= 読む文章 =
* * *

説明

保護カバー、この保護カバーを有する車輪用転がり軸受装置

【課題】軸受装置の組み付け作業おける追加作業を無くし、かつ圧入時の磁気エンコーダー部の破損不具合を無くすようにした保護カバーをを提供する。
【解決手段】円環状の磁気エンコーダー部16を保護するための保護カバー20において、磁気エンコーダー部16を覆う円環状の第1円板部21と、この第1円板部21の外径端から軸方向に延び、凹部15の内周壁15bに嵌り込む円筒部22とによってカバー本体23が形成され、このカバー本体23にはアクスルシャフトAの軸方向において、凹部15の底部に遠い上側から近い下側に向って縮径される案内部24が形成され、アクスルシャフトAの軸方向において、保護カバー20に向って接近するように装着される車輪用転がり軸受装置10のスペーサF1、リテーナリングF2が案内部24によりアクスルシャフトAの中心線に対してセンタリングされるように案内されることを特徴とする。

【発明の詳細な説明】
【技術分野】
【0001】
本発明は、磁気エンコーダー部を備えた車輪用転がり軸受装置の保護カバー、この保護カバーを装着する磁気エンコーダー部を備えた車輪用転がり軸受装置に関する。
【背景技術】
【0002】
図1に示すように、ディファレンシャルを介して連結する左右一対のリヤアクスルシャフトAに、車輪Bが取り付けられた車軸懸架式における後輪懸架装置Cが知られている。この後輪懸架装置CはリヤアクスルシャフトAの一端側に軸受Dが組み付けられており、この軸受Dにおける外輪側D1をリヤアクスルハウジングEに固定して、リヤアクスルシャフトAを軸受Dにおける内輪側D2によって回転支持するようにした半浮動式となしている。
【0003】
また、このような車輪回転支持用に使用される軸受には、車輪の回転速度を検出する回転検出装置が取り付けられる。その回転検出装置は、例えば、車輪を取り付けるハブと、このハブを内輪側で回転自在に支持し、かつ懸架装置に固定される外輪側を備えた軸受からなる軸受ユニットが使用される。この軸受ユニットの軸受の内輪側における車両インナー側には、磁気エンコーダーが固定される。外輪側における車両インナー側には、環状カバー体に保持されるセンサーが設けられる。これによって車輪の回転に伴い回転する磁気エンコーダーの回転変化をセンサーによって検出するように構成されたものが知られている(特許文献1参照)。
【0004】
【特許文献1】特開平9−21823号公報
【発明の開示】
【発明が解決しようとする課題】
【0005】
上記のような後輪懸架装置Cにおいて、リヤアクスルシャフトAに軸受Dを固定するため、リヤアクスルシャフトAを垂直に保持し、このリヤアクスルシャフトAの上方から軸受Dと、この軸受Dを車両インナー側で固定するために、スペーサF1やリテーナリングF2等の周辺部品FをリヤアクスルシャフトAに通して落とし込み、その後、圧入治具によって軸受Dと周辺部品Fを同時にリヤアクスルシャフトAの外周に圧入(図1参照)させるようして、軸受Dにおける車両インナー側を周辺部品Fで固定させている。

* * *

(保存されたデータ行)
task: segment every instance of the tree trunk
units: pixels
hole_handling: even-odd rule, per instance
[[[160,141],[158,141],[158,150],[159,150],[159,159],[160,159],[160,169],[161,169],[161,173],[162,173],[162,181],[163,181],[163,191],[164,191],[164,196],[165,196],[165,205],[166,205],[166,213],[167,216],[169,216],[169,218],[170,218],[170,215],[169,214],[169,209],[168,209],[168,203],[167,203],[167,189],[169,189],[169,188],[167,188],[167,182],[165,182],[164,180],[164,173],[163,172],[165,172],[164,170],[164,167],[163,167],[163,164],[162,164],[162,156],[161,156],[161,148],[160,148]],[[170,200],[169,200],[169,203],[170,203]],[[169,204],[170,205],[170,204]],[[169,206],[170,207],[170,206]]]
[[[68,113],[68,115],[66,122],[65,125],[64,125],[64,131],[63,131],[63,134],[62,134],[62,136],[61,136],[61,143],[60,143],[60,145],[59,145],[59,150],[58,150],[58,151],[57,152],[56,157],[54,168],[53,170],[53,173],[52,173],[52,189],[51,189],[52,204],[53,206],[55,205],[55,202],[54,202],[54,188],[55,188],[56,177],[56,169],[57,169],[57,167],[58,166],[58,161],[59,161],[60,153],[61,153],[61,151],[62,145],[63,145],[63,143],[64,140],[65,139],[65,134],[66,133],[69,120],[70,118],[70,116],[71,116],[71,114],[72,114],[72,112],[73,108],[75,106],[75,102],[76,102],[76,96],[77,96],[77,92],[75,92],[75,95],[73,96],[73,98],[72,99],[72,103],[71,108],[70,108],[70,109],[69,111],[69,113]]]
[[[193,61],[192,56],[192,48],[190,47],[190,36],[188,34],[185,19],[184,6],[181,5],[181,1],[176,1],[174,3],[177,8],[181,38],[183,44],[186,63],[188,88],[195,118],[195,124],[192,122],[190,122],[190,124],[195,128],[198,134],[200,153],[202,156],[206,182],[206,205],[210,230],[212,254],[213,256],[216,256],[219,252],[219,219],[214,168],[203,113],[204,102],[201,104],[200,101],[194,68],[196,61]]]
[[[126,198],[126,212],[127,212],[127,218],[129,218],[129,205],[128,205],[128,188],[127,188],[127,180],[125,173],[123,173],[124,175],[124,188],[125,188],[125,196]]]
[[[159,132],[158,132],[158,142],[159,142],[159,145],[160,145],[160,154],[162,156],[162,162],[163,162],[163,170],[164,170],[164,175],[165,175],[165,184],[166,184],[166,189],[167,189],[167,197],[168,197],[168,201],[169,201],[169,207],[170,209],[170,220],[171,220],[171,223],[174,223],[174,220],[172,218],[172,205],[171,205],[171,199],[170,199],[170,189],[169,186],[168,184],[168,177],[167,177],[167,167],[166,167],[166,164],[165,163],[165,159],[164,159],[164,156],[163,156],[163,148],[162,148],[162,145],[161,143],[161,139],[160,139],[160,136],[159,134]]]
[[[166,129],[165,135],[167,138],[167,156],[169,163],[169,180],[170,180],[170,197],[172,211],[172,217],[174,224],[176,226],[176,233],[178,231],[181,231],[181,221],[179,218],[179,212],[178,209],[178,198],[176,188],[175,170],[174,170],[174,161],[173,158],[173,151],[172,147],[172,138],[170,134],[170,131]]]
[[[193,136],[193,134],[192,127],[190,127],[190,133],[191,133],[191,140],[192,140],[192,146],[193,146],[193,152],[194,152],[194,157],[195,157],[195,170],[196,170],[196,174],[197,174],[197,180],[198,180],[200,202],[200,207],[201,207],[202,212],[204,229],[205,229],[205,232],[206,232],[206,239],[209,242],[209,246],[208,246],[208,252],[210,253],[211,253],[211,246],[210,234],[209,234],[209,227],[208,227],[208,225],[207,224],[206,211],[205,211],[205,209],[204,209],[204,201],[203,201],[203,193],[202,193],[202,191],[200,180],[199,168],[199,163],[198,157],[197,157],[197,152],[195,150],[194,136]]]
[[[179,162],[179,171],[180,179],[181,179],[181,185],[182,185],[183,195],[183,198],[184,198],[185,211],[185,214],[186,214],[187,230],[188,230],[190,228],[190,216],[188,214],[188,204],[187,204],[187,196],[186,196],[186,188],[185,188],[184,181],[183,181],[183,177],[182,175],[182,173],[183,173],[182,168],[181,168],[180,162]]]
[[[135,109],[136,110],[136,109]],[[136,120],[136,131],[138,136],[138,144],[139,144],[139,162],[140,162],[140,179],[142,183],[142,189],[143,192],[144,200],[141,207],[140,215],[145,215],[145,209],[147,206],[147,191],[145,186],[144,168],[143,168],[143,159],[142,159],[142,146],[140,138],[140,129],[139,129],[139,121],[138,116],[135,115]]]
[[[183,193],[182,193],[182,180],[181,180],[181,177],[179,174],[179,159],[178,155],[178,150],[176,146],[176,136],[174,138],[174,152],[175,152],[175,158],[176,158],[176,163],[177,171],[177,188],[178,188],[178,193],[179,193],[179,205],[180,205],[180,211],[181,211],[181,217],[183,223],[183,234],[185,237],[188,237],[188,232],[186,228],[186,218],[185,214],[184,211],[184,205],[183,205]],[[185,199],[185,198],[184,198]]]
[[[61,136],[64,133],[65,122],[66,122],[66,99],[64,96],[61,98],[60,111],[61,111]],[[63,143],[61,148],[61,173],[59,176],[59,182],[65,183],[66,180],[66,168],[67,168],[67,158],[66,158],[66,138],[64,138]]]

* * *

= 作業一覧 =
1. 保護カバーの文書のうち、「保護カバー、この保護カバーを有する車輪用転がり軸受装置」から「輪用転がり軸受装置に関する。」までを、両端も含めて一字一句そのまま書き写してください。
2. 保護カバーの文書について、次の問いに答えてください。
(a) 特許文献1として挙げられている公報は何か。
(b) 後輪懸架装置Cで、リヤアクスルシャフトAを回転支持するのは軸受Dのどちら側か。
(c) リヤアクスルシャフトAに軸受Dを固定するとき、リヤアクスルシャフトAはどのように保持されるか。
3. 保護カバーの文書の続きを、最後の一文のあとから書いてください。

= 出力一覧 =
1.
保護カバー、この保護カバーを有する車輪用転がり軸受装置

【課題】軸受装置の組み付け作業おける追加作業を無くし、かつ圧入時の磁気エンコーダー部の破損不具合を無くすようにした保護カバーをを提供する。
【解決手段】円環状の磁気エンコーダー部16を保護するための保護カバー20において、磁気エンコーダー部16を覆う円環状の第1円板部21と、この第1円板部21の外径端から軸方向に延び、凹部15の内周壁15bに嵌り込む円筒部22とによってカバー本体23が形成され、このカバー本体23にはアクスルシャフトAの軸方向において、凹部15の底部に遠い上側から近い下側に向って縮径される案内部24が形成され、アクスルシャフトAの軸方向において、保護カバー20に向って接近するように装着される車輪用転がり軸受装置10のスペーサF1、リテーナリングF2が案内部24によりアクスルシャフトAの中心線に対してセンタリングされるように案内されることを特徴とする。

【発明の詳細な説明】
【技術分野】
【0001】
本発明は、磁気エンコーダー部を備えた車輪用転がり軸受装置の保護カバー、この保護カバーを装着する磁気エンコーダー部を備えた車輪用転がり軸受装置に関する。

2.
(a) 特開平9−21823号公報
(b) 内輪側D2
(c) 垂直に保持される

3.
【0006】
ところが、図10に示すように、この落とし込みした軸受Dの車両インナー側に、特許文献1の磁気エンコーダーG1、環状カバー体G2からなる回転検出装置Gを有する場合、その上方の周辺部品Fの一部が磁気エンコーダーG1、環状カバー体G2に当接し、偏芯して傾いた状態でセットされてしまうことがある。このようなセット状態のままで圧入操作が行われると、周辺部品Fによって軸受Dに装着された回転検出装置Gの磁気エンコーダーG1を環状カバー体G2とともに同時に破損させてしまう不具合が発生するため、周辺部品Fの変位姿勢を手直しする追加作業が必要となり、作業効率が低下する問題点を有していた。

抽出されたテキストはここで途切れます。